● TAREFAS A REALIZAR
(a) No relato sobre o CICA, quais aspirantes supervisionavam os ensaios dos espectáculos de variedades?
(b) Escreva a continuação do relato sobre o CICA a partir da última frase apresentada.

-------- TEXTO DA PÁGINA

16.11.13

A Casa da Rata do CICA - II

2013_255


(PARTE 2)


No CICA 1 havia Juramentos de Bandeira de dois em dois meses, que era
o tempo de cada escola de recrutas. A sessão de Juramento era uma
festa e o quartel franqueava as portas à população civil. A cerimónia
decorria na parada durante a manhã, seguia-se-lhe uma prova
desportiva, e depois havia rancho melhorado. À tarde apresentava-se um
espectáculo de variedades realizado e constituído pela prata da casa,
numa sala com palco.
Na população do quartel havia sempre quem cantasse ou tocasse, e os
espectáculos eram aguardados com grande ansiedade. Para a sua
preparação havia um ensaio por semana, num determinado dia, a seguir
ao almoço. Os militares que consideravam ter qualidades para tal,
inscreviam-se e apresentavam provas nos ensaios que eram abertos a
todos, e tinham a supervisão dos aspirantes António Fernandes e
Amílcar Bessa.
Portanto, todas as semanas havia um espectáculo de variedades com a
sala a abarrotar de espectadores.
No dia em que tive de me apresentar na prisão, havia ensaio e eu tinha
decidido participar nele como humorista, o que era coisa nunca vista
naquele palco. Porém, a prisão impedia-me de concretizar. Mas a sorte
parecia estar do meu lado, embora o azar também não me largasse a
perna! O oficial que ia entrar de serviço no render da parada era o
aspirante António Fernandes, co-organizador dos espectáculos!… Era uma
boa oportunidade para me propôr participar no ensaio do dia.

----------------
-------- DADOS GUARDADOS

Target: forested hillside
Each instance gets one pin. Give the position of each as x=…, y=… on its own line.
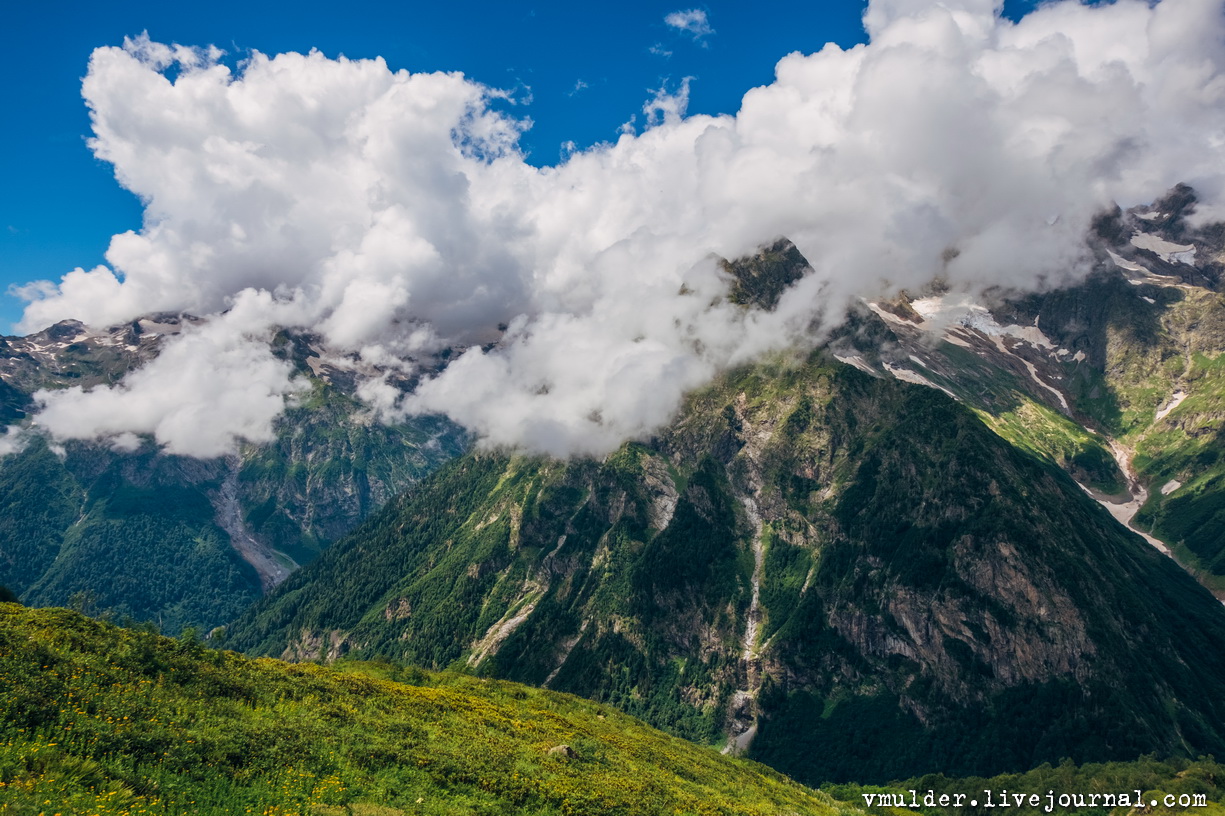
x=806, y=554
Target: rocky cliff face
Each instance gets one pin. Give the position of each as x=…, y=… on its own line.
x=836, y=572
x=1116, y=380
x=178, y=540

----------------
-------- DADOS GUARDADOS

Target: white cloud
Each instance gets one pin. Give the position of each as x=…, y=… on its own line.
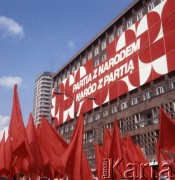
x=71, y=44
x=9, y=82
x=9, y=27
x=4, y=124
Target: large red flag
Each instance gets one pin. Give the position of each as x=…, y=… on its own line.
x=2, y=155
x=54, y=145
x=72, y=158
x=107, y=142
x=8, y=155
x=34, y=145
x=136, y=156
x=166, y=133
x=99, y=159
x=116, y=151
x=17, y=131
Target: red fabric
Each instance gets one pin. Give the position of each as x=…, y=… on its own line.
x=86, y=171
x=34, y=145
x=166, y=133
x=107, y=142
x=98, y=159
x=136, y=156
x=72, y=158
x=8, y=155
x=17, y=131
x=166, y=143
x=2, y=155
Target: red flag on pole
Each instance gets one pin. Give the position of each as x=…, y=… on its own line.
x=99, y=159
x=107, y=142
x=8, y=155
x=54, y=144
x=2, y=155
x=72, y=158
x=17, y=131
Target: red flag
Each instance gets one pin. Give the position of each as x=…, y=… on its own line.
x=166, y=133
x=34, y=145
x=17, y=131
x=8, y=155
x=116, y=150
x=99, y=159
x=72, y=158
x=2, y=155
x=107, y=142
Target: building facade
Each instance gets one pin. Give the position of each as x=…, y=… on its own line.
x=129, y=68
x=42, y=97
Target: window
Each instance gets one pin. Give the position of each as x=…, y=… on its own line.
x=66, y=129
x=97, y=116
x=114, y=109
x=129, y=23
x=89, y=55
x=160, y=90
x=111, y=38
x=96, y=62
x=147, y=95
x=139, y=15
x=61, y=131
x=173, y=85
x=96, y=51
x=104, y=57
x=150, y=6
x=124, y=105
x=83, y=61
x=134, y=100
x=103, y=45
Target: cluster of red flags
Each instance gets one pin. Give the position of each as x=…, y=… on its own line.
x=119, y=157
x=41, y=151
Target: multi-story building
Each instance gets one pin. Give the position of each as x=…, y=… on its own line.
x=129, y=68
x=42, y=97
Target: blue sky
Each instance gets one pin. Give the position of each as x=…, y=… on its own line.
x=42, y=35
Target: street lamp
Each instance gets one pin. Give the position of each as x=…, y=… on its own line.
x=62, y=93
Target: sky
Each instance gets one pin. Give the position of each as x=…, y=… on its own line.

----------------
-------- DADOS GUARDADOS

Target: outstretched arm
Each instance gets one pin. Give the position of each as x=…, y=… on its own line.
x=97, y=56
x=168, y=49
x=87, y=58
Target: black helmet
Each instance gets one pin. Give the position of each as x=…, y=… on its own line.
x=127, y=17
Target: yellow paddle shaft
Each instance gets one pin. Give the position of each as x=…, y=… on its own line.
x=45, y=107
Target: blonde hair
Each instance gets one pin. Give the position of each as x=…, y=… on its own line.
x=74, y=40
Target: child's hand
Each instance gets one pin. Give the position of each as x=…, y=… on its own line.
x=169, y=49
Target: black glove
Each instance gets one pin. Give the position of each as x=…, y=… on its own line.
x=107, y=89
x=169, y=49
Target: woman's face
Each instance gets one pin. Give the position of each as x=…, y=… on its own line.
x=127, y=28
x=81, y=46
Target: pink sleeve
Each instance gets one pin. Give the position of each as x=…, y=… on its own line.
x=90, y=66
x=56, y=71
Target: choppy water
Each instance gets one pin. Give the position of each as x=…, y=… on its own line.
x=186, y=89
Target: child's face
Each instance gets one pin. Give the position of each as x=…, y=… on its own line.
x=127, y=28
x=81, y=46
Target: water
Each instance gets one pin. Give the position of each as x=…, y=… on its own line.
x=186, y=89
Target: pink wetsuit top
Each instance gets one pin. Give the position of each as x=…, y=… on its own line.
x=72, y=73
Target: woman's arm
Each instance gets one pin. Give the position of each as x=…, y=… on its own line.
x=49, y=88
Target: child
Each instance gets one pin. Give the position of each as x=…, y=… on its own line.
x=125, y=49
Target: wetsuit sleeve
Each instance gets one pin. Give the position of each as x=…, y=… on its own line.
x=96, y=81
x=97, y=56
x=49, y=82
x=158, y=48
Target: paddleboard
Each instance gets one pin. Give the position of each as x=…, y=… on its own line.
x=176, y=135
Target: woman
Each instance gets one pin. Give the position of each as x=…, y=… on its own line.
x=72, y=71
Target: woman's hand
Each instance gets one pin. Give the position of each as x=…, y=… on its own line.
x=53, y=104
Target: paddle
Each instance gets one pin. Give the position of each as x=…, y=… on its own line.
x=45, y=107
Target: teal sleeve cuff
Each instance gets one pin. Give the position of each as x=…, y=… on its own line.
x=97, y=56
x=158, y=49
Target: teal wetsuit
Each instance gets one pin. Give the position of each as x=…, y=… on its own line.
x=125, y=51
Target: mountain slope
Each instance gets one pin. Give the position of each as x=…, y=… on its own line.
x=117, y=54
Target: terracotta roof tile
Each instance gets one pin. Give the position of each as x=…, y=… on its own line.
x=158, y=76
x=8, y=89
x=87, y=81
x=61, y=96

----------------

● RESPOSTAS POR TAREFA
(a) Os aspirantes António Fernandes e Amílcar Bessa.

(b)
Depois da cerimónia do render da parada formou-se uma fila com todos
os militares que iam entrar de serviço, para se apresentarem ao
oficial-de-dia. No final da fila estava eu, carregando uma manta,
lençóis e fronha, já que na “casa-da-rata” havia cama mas não havia
roupa.
Chegada a minha vez, fiz a continência e apresentei-me:
— Apresenta-se o soldado condutor auto-rodas número 191/65, a fim de
dar entrada na  prisão do quartel.
— Estás apresentado. Apresenta-te ao sargento da guarda. Podes retirar-te.
— Meu aspirante, preciso de lhe falar sobre o ensaio de hoje… — Ele
olhou-me interrogativamente, e eu continuei. — Tinha decidido
participar nele como humorista. Mas porque vou preso, peço-lhe que na
hora do espectáculo permita que eu saia da prisão para me apresentar
em palco.
— Estás maluco?!…
E fez-me sinal com a cabeça para me retirar.
Retirei-me sem grandes convicções.
Após o almoço, o ferrolho fez o cagaçal característico do rodar da
enorme e pesada chave, e a porta chiou nos gonzos a pedirem óleo.
O sargento-da-guarda chamou:
— 191?
Olhei-o, com ar de espanto.
— Acompanha os praças da guarda.
Meti-me entre os dois soldados que me esperavam à porta, de mauser ao
ombro, e que me conduziram à sala de espectáculos pela porta dos
bastidores. Entrei. No palco um soldado começava a ser aplaudido por
ter cantado e tocado viola. O moço agradeceu os aplausos, retirou-se,
e o aspirante António Fernandes apontou-me, com o queixo, a escada de
acesso ao tablado.
— Sobe. É a tua vez.
Subi e percorri o espaço até à boca de cena. Parei em frente do
microfone. A sala estava cheia. Não levava instrumento nem ía
acompanhado por qualquer músico. A assistência olhava-me em silêncio,
talvez intrigada, porque para cantar faltava a música.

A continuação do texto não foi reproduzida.